(Records from a dataset)
----------------
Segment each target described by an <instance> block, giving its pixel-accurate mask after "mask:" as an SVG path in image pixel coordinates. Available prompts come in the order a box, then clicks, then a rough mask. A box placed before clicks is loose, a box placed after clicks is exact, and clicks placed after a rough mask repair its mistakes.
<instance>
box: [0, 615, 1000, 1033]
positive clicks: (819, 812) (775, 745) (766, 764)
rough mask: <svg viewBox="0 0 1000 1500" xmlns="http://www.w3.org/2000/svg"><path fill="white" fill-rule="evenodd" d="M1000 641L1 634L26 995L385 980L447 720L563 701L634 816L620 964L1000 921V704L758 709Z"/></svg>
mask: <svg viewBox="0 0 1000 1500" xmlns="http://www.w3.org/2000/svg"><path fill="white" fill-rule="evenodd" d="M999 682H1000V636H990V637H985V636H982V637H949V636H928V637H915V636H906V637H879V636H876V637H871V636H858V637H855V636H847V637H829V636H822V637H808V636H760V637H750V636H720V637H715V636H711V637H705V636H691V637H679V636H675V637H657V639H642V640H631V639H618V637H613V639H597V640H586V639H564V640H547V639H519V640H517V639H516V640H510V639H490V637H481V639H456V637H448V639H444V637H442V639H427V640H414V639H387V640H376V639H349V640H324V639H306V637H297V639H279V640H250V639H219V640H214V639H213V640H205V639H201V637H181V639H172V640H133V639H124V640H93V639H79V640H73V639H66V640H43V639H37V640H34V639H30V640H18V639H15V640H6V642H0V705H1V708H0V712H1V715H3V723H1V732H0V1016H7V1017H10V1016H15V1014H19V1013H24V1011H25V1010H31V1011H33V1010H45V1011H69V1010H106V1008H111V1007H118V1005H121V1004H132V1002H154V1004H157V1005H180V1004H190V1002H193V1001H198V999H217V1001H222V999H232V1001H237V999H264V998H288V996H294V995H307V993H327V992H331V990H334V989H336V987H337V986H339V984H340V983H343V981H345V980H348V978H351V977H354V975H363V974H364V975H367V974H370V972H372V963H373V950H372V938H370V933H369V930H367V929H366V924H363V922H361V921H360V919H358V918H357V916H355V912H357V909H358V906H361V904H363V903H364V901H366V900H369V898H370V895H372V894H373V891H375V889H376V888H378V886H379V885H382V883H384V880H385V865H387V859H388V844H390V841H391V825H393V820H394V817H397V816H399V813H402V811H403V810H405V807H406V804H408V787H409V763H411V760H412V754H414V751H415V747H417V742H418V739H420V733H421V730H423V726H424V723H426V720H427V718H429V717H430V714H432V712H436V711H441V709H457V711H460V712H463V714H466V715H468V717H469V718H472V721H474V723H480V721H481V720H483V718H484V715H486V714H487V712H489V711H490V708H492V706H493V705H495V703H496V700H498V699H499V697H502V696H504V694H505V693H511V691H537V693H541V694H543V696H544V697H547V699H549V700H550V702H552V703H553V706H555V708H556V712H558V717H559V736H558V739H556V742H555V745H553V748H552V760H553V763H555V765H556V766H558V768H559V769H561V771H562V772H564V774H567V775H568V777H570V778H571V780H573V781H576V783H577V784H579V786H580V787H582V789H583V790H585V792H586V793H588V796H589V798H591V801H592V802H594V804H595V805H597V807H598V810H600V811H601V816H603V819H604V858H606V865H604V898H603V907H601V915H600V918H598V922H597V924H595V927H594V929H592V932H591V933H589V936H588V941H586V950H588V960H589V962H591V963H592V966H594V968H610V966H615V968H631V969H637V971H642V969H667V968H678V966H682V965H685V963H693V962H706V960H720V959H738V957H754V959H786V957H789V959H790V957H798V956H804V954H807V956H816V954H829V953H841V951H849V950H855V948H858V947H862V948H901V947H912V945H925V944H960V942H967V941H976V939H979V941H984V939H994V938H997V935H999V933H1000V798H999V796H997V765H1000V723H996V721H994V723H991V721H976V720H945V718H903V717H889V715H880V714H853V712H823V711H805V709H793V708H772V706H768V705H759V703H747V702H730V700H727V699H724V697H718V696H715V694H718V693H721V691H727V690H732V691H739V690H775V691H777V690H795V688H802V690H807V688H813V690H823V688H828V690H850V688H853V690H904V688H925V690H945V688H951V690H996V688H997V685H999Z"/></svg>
----------------
◆ **Problem to work on**
Please give the data again in full, exactly as written.

◆ **Expected output**
Segment each target described by an <instance> block, giving its pixel-accurate mask after "mask:" as an SVG path in image pixel coordinates. Available prompts come in the order a box, then clicks, then a rough mask. A box placed before clicks is loose, a box placed after clicks is exact, and clicks placed after a rough mask repair its mistakes.
<instance>
box: [0, 615, 1000, 1033]
positive clicks: (819, 812) (775, 745) (766, 764)
rough mask: <svg viewBox="0 0 1000 1500" xmlns="http://www.w3.org/2000/svg"><path fill="white" fill-rule="evenodd" d="M1000 641L1 634L26 995L385 980L447 720L563 701L634 816L620 964L1000 921V704L758 709Z"/></svg>
mask: <svg viewBox="0 0 1000 1500" xmlns="http://www.w3.org/2000/svg"><path fill="white" fill-rule="evenodd" d="M999 682H1000V636H990V637H985V636H982V637H949V636H928V637H915V636H906V637H879V636H876V637H871V636H858V637H855V636H847V637H829V636H822V637H808V636H760V637H750V636H720V637H715V636H711V637H705V636H691V637H679V636H675V637H657V639H642V640H631V639H618V637H613V639H597V640H586V639H564V640H547V639H519V640H517V639H516V640H510V639H490V637H481V639H456V637H448V639H444V637H442V639H427V640H414V639H387V640H376V639H349V640H324V639H306V637H297V639H279V640H250V639H219V640H214V639H213V640H205V639H201V637H181V639H172V640H133V639H124V640H93V639H79V640H73V639H66V640H43V639H37V640H34V639H30V640H18V639H15V640H6V642H0V705H1V708H0V712H1V715H3V723H1V732H0V1016H7V1017H10V1016H15V1014H19V1013H24V1011H25V1010H31V1011H33V1010H45V1011H69V1010H106V1008H111V1007H118V1005H121V1004H132V1002H154V1004H157V1005H180V1004H190V1002H193V1001H198V999H217V1001H222V999H232V1001H237V999H264V998H288V996H294V995H307V993H327V992H331V990H334V989H336V987H337V986H339V984H340V983H343V981H345V980H348V978H351V977H354V975H363V974H364V975H367V974H370V972H372V963H373V950H372V938H370V933H369V930H367V929H366V924H363V922H361V921H360V919H358V918H357V916H355V912H357V909H358V906H361V904H363V903H364V901H366V900H369V898H370V895H372V894H373V891H375V889H376V888H378V886H379V885H382V883H384V880H385V865H387V859H388V844H390V841H391V825H393V820H394V817H397V816H399V813H402V811H403V810H405V807H406V804H408V787H409V763H411V760H412V754H414V751H415V747H417V742H418V739H420V733H421V730H423V726H424V723H426V720H427V718H429V717H430V714H432V712H436V711H441V709H457V711H460V712H463V714H466V715H468V717H469V718H472V721H474V723H480V721H481V720H483V718H484V715H486V714H487V712H489V711H490V708H492V706H493V705H495V703H496V700H498V699H499V697H502V696H504V694H505V693H511V691H537V693H541V694H543V696H544V697H547V699H549V700H550V702H552V703H553V706H555V708H556V712H558V717H559V736H558V739H556V742H555V745H553V748H552V760H553V763H555V765H556V766H558V768H559V769H561V771H562V772H564V774H567V775H568V777H570V778H571V780H573V781H576V783H577V784H579V786H580V787H582V789H583V790H585V792H586V793H588V796H589V798H591V801H592V802H594V804H595V805H597V807H598V810H600V811H601V816H603V819H604V858H606V865H604V898H603V907H601V915H600V918H598V922H597V924H595V927H594V929H592V932H591V933H589V936H588V941H586V950H588V960H589V962H591V963H592V966H594V968H610V966H615V968H631V969H637V971H642V969H667V968H678V966H682V965H685V963H693V962H706V960H720V959H738V957H754V959H786V957H789V959H790V957H798V956H804V954H807V956H816V954H829V953H841V951H849V950H855V948H858V947H862V948H901V947H912V945H925V944H960V942H967V941H976V939H979V941H984V939H994V938H997V935H999V933H1000V798H999V796H997V765H1000V723H996V721H994V723H991V721H976V720H945V718H903V717H889V715H880V714H853V712H823V711H805V709H793V708H772V706H768V705H759V703H747V702H730V700H727V699H724V697H718V696H715V694H718V693H721V691H727V690H732V691H739V690H775V691H777V690H795V688H802V690H807V688H813V690H823V688H828V690H850V688H853V690H904V688H925V690H945V688H951V690H996V688H997V685H999Z"/></svg>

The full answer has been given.